Wherever a line below holds the word "knit", copy that line.

=== Section Start ===

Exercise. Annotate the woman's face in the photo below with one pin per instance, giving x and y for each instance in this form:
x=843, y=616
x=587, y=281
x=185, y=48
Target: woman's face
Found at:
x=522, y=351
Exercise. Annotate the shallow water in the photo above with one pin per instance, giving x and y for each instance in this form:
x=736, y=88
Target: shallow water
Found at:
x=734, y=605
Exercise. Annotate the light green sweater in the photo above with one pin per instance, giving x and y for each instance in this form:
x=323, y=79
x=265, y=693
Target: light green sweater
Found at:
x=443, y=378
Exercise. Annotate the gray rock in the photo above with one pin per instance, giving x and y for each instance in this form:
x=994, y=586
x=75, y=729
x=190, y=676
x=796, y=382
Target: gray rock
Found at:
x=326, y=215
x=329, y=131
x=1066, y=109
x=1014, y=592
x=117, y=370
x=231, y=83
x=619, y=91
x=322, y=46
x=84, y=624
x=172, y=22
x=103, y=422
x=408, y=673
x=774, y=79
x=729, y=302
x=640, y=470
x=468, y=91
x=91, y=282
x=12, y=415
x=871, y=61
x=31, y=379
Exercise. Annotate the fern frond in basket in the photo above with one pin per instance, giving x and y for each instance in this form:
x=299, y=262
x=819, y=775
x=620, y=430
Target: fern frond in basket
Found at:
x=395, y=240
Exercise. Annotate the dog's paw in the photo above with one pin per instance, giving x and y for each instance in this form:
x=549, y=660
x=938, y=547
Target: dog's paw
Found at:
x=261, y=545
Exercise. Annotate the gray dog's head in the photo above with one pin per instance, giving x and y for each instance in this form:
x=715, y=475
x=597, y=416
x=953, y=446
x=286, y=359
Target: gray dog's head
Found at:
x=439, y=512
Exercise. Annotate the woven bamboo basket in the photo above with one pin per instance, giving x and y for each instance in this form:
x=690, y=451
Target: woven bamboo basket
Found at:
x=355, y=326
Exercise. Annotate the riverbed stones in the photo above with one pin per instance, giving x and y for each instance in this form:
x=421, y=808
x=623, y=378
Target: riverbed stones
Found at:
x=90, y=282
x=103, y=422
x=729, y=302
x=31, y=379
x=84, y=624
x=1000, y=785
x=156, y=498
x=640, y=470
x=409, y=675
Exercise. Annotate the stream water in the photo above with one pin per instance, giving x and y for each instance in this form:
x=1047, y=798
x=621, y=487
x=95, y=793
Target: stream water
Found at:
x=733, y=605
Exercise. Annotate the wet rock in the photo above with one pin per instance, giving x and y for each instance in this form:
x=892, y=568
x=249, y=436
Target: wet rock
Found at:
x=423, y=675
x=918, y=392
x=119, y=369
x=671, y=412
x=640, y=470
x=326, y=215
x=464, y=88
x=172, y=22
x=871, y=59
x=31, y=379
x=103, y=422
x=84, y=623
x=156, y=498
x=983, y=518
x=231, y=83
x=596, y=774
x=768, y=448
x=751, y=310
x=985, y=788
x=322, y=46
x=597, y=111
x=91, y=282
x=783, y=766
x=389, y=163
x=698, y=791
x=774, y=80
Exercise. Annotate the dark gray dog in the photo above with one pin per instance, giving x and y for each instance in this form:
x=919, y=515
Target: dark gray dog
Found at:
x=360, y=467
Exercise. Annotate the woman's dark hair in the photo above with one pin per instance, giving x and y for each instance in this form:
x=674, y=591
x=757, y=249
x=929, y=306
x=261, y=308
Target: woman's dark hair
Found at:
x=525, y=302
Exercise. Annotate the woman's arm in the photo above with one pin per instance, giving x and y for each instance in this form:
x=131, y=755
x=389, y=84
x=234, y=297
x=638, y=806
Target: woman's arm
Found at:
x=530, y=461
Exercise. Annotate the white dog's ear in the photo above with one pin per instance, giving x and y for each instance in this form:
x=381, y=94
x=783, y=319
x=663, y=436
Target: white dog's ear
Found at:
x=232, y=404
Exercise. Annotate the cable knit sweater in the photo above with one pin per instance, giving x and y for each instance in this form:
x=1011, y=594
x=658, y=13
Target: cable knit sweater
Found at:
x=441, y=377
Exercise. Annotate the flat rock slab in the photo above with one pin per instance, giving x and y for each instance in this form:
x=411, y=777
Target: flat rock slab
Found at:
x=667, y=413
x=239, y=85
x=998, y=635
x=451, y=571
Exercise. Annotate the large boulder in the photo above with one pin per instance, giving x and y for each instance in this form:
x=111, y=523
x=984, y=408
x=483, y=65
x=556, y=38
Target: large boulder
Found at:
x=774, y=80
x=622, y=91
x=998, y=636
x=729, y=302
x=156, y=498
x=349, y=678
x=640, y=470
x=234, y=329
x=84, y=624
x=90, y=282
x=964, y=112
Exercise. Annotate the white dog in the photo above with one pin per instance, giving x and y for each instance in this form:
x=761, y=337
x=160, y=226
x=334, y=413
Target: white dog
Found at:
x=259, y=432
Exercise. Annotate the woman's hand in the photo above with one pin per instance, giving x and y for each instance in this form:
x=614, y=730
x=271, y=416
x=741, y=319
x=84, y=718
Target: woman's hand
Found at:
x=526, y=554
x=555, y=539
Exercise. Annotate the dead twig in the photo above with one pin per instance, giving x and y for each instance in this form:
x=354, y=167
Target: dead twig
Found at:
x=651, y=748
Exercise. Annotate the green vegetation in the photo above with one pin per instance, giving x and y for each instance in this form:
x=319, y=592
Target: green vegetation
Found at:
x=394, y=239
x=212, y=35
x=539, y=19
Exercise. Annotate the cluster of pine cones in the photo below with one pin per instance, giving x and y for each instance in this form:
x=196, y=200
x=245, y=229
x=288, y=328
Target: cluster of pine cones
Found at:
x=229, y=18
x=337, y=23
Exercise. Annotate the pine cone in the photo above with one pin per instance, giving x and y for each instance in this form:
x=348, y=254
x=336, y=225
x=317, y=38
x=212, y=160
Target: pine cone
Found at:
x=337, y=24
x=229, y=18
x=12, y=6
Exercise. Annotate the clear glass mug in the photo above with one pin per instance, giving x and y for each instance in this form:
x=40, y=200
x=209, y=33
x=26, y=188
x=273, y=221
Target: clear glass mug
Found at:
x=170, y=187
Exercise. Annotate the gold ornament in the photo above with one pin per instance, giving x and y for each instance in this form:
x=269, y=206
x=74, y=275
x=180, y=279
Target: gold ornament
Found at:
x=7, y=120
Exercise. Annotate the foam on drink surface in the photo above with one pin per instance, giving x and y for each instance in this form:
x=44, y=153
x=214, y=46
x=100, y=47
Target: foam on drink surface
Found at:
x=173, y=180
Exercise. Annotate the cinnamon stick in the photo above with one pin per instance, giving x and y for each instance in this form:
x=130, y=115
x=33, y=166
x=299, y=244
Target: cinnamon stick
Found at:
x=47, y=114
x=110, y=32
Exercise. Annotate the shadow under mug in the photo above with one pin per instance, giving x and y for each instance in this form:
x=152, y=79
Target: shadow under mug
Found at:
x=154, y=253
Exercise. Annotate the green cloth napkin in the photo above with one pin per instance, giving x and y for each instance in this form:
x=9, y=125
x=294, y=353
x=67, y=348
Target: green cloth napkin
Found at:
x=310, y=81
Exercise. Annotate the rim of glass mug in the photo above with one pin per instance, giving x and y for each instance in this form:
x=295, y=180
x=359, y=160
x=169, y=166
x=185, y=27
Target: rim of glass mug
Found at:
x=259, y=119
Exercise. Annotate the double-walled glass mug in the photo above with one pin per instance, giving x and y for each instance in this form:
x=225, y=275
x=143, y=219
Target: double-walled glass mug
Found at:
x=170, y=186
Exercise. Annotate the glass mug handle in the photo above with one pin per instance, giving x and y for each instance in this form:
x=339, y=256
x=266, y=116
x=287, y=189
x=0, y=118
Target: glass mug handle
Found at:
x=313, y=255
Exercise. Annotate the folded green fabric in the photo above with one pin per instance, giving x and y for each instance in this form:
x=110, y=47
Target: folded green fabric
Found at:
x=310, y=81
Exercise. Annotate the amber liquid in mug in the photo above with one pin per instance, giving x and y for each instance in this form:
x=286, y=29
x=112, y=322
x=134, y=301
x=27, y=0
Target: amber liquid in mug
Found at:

=== Section End ===

Result →
Exercise. Annotate the cable knit sweater in the photo above with one pin per instance, giving x and y for each instance in this form:
Target: cable knit sweater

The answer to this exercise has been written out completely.